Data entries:
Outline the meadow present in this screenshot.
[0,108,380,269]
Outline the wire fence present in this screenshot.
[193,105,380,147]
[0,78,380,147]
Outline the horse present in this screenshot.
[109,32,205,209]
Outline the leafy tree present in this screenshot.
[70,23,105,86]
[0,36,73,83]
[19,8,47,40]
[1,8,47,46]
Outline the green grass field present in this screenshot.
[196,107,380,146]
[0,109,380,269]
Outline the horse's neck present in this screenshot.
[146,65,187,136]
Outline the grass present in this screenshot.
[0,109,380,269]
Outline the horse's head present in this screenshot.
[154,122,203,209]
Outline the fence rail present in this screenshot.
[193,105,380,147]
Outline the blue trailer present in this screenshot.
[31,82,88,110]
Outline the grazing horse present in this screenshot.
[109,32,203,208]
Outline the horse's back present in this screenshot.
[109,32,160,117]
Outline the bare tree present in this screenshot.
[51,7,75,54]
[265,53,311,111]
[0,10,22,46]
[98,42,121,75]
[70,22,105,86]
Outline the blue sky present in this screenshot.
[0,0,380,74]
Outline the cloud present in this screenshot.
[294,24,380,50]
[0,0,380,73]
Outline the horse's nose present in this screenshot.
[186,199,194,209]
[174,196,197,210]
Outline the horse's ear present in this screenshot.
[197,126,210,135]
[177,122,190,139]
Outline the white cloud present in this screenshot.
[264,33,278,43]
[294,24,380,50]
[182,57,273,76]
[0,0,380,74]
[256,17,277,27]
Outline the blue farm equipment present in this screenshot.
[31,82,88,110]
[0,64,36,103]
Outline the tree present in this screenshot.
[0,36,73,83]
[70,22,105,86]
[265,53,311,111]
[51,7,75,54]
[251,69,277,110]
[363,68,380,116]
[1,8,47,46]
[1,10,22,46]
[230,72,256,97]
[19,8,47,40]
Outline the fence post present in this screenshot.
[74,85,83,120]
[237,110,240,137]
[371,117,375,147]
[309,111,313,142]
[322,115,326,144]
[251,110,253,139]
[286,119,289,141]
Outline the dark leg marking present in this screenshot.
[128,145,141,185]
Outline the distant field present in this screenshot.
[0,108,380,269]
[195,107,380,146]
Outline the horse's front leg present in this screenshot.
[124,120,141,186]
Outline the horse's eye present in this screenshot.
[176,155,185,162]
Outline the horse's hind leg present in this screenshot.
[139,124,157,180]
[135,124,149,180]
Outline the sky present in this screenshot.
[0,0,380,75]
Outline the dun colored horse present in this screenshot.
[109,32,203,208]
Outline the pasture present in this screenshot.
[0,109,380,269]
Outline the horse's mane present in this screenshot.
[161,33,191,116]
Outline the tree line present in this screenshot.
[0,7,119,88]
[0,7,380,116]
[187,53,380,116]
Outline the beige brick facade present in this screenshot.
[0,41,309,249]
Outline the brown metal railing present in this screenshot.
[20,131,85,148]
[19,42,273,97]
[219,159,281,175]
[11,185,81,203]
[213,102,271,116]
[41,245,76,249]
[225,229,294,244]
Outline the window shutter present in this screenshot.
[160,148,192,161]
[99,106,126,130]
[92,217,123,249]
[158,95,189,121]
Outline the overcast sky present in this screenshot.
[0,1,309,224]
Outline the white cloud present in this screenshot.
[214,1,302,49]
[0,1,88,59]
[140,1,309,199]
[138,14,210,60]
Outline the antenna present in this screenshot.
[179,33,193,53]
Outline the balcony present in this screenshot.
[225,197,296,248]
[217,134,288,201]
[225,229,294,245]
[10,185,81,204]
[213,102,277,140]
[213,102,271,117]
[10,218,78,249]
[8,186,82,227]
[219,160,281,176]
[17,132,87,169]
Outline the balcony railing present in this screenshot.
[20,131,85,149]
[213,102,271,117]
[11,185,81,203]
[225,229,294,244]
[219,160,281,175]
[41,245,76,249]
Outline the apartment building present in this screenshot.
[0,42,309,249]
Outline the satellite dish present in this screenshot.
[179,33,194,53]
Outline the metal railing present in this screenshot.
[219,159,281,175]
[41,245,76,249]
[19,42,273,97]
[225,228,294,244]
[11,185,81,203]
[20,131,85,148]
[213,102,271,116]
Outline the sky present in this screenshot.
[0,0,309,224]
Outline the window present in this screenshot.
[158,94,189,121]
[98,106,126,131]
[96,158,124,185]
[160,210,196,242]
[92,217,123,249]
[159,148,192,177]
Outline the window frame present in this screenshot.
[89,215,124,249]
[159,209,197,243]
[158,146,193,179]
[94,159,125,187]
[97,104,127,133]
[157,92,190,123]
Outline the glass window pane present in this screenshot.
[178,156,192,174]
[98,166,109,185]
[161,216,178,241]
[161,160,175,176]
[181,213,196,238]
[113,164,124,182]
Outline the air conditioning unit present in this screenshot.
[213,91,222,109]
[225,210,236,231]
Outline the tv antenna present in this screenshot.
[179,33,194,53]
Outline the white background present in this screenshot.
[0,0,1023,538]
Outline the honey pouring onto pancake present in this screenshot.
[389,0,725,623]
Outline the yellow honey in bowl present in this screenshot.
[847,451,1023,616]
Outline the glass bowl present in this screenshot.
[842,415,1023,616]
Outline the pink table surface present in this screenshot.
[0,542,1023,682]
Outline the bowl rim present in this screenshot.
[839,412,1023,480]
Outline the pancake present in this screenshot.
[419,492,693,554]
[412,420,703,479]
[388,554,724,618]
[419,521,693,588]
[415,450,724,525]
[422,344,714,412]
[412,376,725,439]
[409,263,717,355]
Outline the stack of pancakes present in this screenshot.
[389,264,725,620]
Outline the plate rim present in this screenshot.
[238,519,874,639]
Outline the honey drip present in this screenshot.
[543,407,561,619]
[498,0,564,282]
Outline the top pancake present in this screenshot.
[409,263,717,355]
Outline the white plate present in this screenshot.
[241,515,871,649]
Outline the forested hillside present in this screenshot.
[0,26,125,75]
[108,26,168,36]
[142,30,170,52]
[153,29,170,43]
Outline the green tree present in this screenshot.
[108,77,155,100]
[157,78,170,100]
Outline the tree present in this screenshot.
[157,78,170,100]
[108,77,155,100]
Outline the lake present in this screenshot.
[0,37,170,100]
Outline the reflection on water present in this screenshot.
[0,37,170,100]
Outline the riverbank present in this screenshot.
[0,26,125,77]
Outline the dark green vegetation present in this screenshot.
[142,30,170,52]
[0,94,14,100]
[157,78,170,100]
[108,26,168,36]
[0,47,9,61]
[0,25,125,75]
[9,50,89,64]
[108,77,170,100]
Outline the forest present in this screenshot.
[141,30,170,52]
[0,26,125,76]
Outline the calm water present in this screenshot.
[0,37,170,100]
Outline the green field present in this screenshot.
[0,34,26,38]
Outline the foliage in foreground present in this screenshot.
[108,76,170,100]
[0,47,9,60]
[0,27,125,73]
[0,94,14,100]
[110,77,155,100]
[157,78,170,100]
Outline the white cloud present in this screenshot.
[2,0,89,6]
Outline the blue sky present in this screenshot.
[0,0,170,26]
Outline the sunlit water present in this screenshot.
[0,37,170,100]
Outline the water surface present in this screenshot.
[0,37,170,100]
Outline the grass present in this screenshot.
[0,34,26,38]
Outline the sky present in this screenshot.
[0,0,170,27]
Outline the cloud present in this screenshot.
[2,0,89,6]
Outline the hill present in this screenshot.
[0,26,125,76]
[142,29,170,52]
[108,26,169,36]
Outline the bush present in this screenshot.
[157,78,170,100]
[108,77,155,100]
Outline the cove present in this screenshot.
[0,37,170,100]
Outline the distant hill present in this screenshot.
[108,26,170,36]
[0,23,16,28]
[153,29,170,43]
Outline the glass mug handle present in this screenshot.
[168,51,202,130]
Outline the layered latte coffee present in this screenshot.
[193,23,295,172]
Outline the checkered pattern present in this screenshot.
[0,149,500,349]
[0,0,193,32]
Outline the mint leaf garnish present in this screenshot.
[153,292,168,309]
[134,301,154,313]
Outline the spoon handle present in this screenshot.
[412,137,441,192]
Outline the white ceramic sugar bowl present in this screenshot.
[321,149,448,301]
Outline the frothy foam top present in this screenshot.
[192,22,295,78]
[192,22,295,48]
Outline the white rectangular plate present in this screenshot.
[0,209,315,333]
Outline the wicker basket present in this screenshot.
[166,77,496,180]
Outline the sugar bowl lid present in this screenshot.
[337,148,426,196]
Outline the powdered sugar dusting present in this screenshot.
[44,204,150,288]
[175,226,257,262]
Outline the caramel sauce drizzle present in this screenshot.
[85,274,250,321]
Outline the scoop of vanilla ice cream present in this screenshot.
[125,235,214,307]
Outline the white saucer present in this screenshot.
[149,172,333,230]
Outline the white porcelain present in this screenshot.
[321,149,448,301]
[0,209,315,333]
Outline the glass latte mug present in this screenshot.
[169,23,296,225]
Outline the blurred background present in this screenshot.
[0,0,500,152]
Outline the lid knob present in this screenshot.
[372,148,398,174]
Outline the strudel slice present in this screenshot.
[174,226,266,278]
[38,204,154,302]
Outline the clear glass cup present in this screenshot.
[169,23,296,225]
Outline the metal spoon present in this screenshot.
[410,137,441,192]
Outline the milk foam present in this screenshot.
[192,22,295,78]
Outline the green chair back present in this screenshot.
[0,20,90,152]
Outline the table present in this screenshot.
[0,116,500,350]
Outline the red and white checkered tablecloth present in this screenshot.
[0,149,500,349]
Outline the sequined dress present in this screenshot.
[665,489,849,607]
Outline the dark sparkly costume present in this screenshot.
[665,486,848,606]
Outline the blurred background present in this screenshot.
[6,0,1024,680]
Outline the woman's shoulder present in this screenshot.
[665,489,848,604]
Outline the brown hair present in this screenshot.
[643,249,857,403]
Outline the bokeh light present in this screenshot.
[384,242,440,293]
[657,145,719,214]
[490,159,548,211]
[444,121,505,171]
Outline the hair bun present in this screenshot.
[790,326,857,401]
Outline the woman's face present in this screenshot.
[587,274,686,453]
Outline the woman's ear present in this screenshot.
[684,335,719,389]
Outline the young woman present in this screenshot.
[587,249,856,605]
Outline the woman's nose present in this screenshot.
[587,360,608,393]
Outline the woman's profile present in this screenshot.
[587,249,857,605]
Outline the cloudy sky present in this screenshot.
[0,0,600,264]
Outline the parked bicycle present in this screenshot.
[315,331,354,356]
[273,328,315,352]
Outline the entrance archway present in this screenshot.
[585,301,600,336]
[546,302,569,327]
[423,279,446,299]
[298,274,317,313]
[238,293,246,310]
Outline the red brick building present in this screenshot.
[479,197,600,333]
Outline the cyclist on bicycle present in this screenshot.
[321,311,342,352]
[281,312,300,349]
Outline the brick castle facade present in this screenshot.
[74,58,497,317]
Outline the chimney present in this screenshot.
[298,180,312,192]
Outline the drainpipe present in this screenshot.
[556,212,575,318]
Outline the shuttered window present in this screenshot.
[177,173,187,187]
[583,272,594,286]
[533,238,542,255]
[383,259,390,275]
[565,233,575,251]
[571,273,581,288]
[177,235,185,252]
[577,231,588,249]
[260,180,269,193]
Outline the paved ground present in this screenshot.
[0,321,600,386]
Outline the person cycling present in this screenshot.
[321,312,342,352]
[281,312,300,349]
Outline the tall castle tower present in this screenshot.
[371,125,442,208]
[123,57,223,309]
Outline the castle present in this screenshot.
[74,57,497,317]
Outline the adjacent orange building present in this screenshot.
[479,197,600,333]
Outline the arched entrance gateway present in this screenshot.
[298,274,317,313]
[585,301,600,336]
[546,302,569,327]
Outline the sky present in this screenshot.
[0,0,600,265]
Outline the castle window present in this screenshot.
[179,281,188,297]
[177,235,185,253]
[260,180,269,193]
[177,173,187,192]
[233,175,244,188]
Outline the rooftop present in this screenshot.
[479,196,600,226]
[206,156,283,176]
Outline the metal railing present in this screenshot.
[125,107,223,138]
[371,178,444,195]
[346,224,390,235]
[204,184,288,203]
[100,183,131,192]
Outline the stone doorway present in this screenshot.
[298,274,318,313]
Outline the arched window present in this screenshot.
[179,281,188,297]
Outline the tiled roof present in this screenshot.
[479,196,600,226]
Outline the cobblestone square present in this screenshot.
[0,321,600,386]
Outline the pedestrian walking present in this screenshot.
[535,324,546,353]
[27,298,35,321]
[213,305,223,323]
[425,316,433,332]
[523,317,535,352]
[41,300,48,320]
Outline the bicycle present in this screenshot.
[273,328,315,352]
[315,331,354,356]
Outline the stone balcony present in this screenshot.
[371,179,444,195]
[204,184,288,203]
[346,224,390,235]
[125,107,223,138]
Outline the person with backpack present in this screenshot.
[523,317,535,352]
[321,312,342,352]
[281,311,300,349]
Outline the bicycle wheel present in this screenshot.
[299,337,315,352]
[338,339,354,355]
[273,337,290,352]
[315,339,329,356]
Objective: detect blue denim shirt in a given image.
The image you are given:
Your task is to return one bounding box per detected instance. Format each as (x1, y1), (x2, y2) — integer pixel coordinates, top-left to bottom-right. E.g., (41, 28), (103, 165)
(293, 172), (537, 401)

Aim of the exercise ▸
Pull out the data lines from the very first one through the line containing "[0,0,380,73]", both ends included, and reproduce them character for character.

Full answer ▸
Outline the meadow present in this screenshot.
[0,108,380,269]
Outline the wire fence present in this screenshot.
[193,105,380,147]
[0,78,380,147]
Outline the horse present in this screenshot.
[109,32,205,209]
Outline the leafy tree present in this screenshot.
[70,23,105,86]
[0,36,73,83]
[19,8,47,40]
[1,8,47,46]
Outline the green grass field present in this screenshot.
[196,107,380,146]
[0,109,380,269]
Outline the horse's neck present in this screenshot.
[146,65,187,136]
Outline the grass present in this screenshot.
[0,109,380,269]
Outline the horse's head present in this screenshot.
[154,122,203,209]
Outline the fence rail present in this screenshot.
[193,105,380,147]
Outline the blue trailer present in this screenshot.
[31,82,88,110]
Outline the grazing horse present in this screenshot.
[109,32,203,208]
Outline the horse's back present in this screenshot.
[109,32,160,117]
Outline the bare tree present in this screenshot.
[51,7,75,54]
[265,53,311,111]
[0,10,22,46]
[98,42,121,75]
[70,22,105,86]
Outline the blue sky present in this screenshot.
[0,0,380,74]
Outline the cloud present in this screenshot.
[294,24,380,50]
[0,0,380,73]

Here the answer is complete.